__Task statement__:
The full listing, copied exactly, is the required output.

__Records supplied__:
<<<<

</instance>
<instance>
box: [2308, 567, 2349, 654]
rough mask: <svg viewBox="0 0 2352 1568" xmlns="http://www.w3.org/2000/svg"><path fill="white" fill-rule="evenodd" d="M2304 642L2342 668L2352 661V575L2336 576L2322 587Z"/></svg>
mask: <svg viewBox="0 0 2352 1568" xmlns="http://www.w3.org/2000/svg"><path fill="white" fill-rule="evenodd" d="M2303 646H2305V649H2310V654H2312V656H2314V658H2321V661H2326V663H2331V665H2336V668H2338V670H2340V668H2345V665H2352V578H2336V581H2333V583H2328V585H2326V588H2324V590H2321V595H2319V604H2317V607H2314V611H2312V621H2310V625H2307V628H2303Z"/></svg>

>>>>

__Exercise result__:
</instance>
<instance>
box: [2308, 567, 2349, 654]
rough mask: <svg viewBox="0 0 2352 1568" xmlns="http://www.w3.org/2000/svg"><path fill="white" fill-rule="evenodd" d="M2304 642L2342 668L2352 661V575L2336 576L2322 587Z"/></svg>
mask: <svg viewBox="0 0 2352 1568" xmlns="http://www.w3.org/2000/svg"><path fill="white" fill-rule="evenodd" d="M2303 646H2305V649H2310V654H2312V656H2314V658H2321V661H2326V663H2331V665H2336V668H2338V670H2340V668H2345V665H2352V578H2336V581H2333V583H2328V585H2326V588H2324V590H2321V595H2319V604H2317V607H2314V611H2312V621H2310V625H2307V628H2303Z"/></svg>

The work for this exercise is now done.